WHAT YOU ARE ASKED TO DO: Without the pictures, print each of the records below exactly as it appears.

Excerpts of location labeling data:
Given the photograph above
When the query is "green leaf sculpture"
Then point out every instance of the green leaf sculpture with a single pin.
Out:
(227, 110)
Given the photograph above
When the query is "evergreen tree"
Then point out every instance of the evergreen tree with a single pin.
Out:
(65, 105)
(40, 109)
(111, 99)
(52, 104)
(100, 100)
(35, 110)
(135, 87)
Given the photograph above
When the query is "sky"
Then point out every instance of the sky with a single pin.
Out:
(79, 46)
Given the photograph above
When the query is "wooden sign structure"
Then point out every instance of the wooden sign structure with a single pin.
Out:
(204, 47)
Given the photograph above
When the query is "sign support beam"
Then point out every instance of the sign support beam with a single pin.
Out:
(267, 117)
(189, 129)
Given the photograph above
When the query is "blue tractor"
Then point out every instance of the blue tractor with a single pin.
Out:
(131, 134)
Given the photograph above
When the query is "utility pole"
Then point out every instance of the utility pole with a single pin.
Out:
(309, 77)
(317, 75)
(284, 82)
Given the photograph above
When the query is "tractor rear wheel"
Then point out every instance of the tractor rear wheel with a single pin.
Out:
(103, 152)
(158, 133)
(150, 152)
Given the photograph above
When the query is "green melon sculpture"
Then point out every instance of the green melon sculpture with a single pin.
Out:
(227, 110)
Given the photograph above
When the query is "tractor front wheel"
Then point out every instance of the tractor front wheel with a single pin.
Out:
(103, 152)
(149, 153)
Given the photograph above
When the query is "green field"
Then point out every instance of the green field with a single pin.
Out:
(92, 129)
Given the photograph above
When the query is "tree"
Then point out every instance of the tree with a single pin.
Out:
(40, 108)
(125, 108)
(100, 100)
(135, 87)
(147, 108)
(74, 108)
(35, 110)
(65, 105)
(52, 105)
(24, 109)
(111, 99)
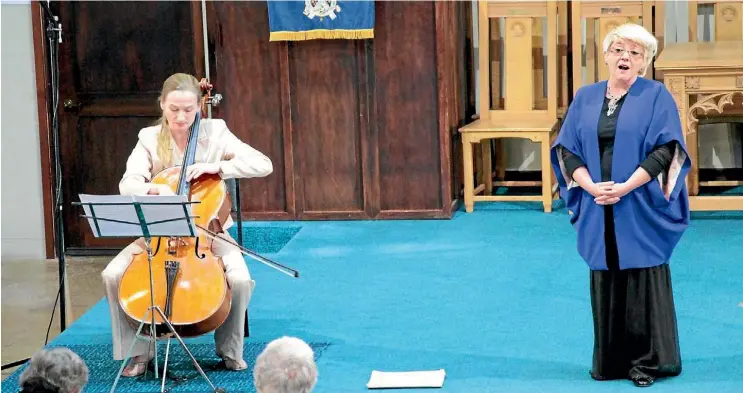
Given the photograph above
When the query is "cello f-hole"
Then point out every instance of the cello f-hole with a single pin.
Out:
(158, 246)
(196, 249)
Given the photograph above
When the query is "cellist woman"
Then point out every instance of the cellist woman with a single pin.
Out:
(218, 151)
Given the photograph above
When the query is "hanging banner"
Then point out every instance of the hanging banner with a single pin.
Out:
(318, 19)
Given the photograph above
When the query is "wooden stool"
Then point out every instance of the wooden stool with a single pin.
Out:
(524, 111)
(543, 131)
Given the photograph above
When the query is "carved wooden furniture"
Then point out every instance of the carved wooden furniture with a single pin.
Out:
(705, 78)
(600, 18)
(523, 111)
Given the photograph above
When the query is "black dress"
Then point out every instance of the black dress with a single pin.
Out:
(634, 318)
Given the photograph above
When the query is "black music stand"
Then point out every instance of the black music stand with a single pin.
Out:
(144, 216)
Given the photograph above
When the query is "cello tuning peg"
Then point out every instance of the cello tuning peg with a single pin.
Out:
(216, 99)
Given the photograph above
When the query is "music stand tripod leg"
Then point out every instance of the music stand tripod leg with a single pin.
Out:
(128, 356)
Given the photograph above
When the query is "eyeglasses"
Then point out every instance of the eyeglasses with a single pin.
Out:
(620, 51)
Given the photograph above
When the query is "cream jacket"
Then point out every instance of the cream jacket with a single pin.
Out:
(216, 144)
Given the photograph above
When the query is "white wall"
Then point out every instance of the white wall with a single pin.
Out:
(22, 215)
(719, 145)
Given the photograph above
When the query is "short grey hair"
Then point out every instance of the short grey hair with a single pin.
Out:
(57, 369)
(286, 365)
(635, 33)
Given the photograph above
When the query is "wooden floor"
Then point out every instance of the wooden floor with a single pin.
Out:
(29, 289)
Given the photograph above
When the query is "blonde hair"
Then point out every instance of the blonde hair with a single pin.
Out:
(181, 82)
(637, 34)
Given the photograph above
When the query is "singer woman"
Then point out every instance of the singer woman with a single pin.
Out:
(218, 151)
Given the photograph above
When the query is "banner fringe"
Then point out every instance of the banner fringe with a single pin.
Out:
(321, 34)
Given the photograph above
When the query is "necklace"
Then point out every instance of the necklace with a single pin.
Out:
(612, 101)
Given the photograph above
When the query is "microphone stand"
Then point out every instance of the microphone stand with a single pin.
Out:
(54, 37)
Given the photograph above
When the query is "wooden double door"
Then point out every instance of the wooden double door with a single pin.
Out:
(356, 129)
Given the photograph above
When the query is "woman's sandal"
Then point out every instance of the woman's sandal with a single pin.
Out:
(136, 368)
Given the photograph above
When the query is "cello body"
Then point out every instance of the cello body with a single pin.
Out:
(189, 282)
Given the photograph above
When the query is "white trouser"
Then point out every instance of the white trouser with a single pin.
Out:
(228, 337)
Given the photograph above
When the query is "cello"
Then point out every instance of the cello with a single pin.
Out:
(189, 282)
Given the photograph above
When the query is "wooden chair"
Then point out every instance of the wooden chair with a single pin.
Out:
(728, 20)
(523, 111)
(600, 17)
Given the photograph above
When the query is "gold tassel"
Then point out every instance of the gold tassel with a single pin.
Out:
(321, 34)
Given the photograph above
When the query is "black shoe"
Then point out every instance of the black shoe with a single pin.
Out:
(642, 381)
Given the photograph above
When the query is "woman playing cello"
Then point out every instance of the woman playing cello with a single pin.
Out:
(218, 152)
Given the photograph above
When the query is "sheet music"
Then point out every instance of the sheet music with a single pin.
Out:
(154, 213)
(121, 208)
(409, 379)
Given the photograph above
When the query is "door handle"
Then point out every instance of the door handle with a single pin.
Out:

TASK OUTPUT:
Given the photograph above
When the query is "green leaf sculpture"
Then point out every instance of the green leaf sculpture with a single pin.
Out:
(227, 110)
Given the photograph above
When the query is "evergreen tree"
Then point out every instance of the evergreen tree with a single pin.
Out:
(65, 105)
(40, 109)
(111, 99)
(52, 104)
(100, 100)
(35, 110)
(135, 87)
Given the photograph above
When the query is "sky"
Then point out every instance of the sky with a single pin.
Out:
(79, 46)
Given the photograph above
When the query is "wooden sign structure"
Then point out every instance of the wooden sign structure with a single pin.
Out:
(204, 47)
Given the photograph above
When the query is "sign support beam"
Then point out every instance of the sign support beam with a single pin.
Out:
(267, 117)
(189, 129)
Given the photograph above
When the query is "blue tractor"
Then point out every instance of the blue tractor with a single pin.
Out:
(131, 134)
Given the photograph above
When the query is "utility pole"
Then point out every instance of the utility pole with a single pin.
Out:
(309, 77)
(317, 75)
(284, 82)
Given the photograph above
When the query is "tractor rear wheel"
Then point out every instance of the tractor rear wheel with a single pin.
Out:
(103, 152)
(158, 133)
(150, 152)
Given the photograph above
When the query is "green melon sculpture"
Then point out every instance of the green melon sculpture with a single pin.
Out:
(227, 110)
Given the photograph above
When the query is "tractor front wheel"
Then point out every instance of the tractor front wheel with a single pin.
Out:
(103, 152)
(149, 153)
Given the photograph above
When the query is "green field"
Then point out every instance of the green field with a single pin.
Out:
(92, 129)
Given the photograph above
When the query is "tree"
Then point out every instance of the tree with a single pin.
Out:
(40, 108)
(125, 108)
(100, 100)
(135, 87)
(147, 108)
(74, 108)
(35, 110)
(65, 105)
(52, 105)
(24, 109)
(111, 99)
Given the photograph above
When the query is "cello f-hole"
Then point out every instance of the cello f-hole with a single pin.
Out:
(158, 246)
(196, 249)
Given the photograph above
When the query is "cellist woman"
Then point out every instance of the cellist woman with a single pin.
Out:
(218, 151)
Given the photograph above
When the query is "hanging banner"
Then point out every instance of the hanging banner with a single pin.
Out:
(318, 19)
Given the photograph above
When the query is "wooden stool"
Then point out every instance of the wooden stool with a single pin.
Out:
(524, 111)
(543, 131)
Given the photograph above
When the query is "carved wooden furniture"
Then point out every instance of the carved wooden furniture with a single pin.
Out:
(705, 78)
(600, 18)
(523, 111)
Given the photograph above
When the query is "black dress"
Then point out every instance of the black dress with a single pin.
Out:
(634, 318)
Given the photograph above
When the query is "black music stand"
Then point out every instance of the black music stand with a single pin.
Out:
(144, 216)
Given the photograph above
When the query is "cello tuning peg"
Then point out every instance of the cello tuning peg with a single pin.
Out:
(216, 99)
Given the photograph above
When the query is "music stand tripod leg"
Then point out every instance of the music stand tripod leg with a single pin.
Out:
(128, 356)
Given the photograph above
When the query is "eyeglasses"
Then point out every instance of the eyeglasses with a single pin.
Out:
(620, 51)
Given the photograph above
When the query is "cream jacket"
Then point out every instance of the cream jacket with a single pin.
Out:
(216, 144)
Given the photograph above
When the query is "white wall"
Then point out every instance of the white wall with a single pin.
Out:
(22, 215)
(719, 145)
Given the photograph above
When the query is "short grey hair"
Then point out every instance of the short grey hair with a single pin.
Out:
(57, 369)
(286, 365)
(635, 33)
Given the photograph above
When the query is "wooden floor"
Then point out every instance of the wooden floor with a single pin.
Out:
(29, 289)
Given the photograph above
When the query is "blonde hair"
Then point out every instance of the blonde hair with a single pin.
Out:
(181, 82)
(637, 34)
Given the photograph above
When the query is "singer woman"
Then point out every instance of the singer woman with a single pin.
Out:
(218, 151)
Given the photograph above
When the query is "banner fringe"
Then point out every instance of the banner fringe with a single pin.
Out:
(321, 34)
Given the photograph above
When the query is "necklace"
Then point out every instance of the necklace with a single pin.
Out:
(612, 101)
Given the photograph above
When the query is "microphone stand"
Then point out every instance of the microphone stand with a single pin.
Out:
(54, 37)
Given the photograph above
When the query is "wooden double door"
Then point out every instance of the wooden double door with a single pin.
Out:
(356, 129)
Given the photograph above
When the query is "woman's sandal"
Then point out every instance of the woman's sandal with a single pin.
Out:
(136, 368)
Given the photograph above
When the query is "cello body"
Then point out every instance of the cello body with a single pin.
Out:
(189, 282)
Given the photograph above
When the query is "white trouser"
Then point out every instance of the white trouser with a single pin.
Out:
(228, 337)
Given the photograph above
When the query is "cello"
Then point out every instance of the cello with a single pin.
Out:
(189, 282)
Given the photograph above
When the query is "wooden chair"
Then point out every instance of the wooden chair with a single pin.
Out:
(728, 20)
(523, 111)
(600, 17)
Given the photograph above
When the query is "gold tassel"
Then point out every instance of the gold tassel with a single pin.
Out:
(321, 34)
Given the photograph above
When the query is "black shoe"
Then point out every instance of the black shoe with a single pin.
Out:
(642, 381)
Given the photograph above
When the query is "woman playing cello"
Then point out every instance of the woman playing cello with a single pin.
Out:
(218, 152)
Given the photograph above
When the query is "sheet music"
Then point out every instance of the sheet music with a single pin.
Out:
(154, 213)
(121, 208)
(409, 379)
Given the photograph above
When the query is "door handle"
Then point out every instance of the door handle with a single pin.
Out:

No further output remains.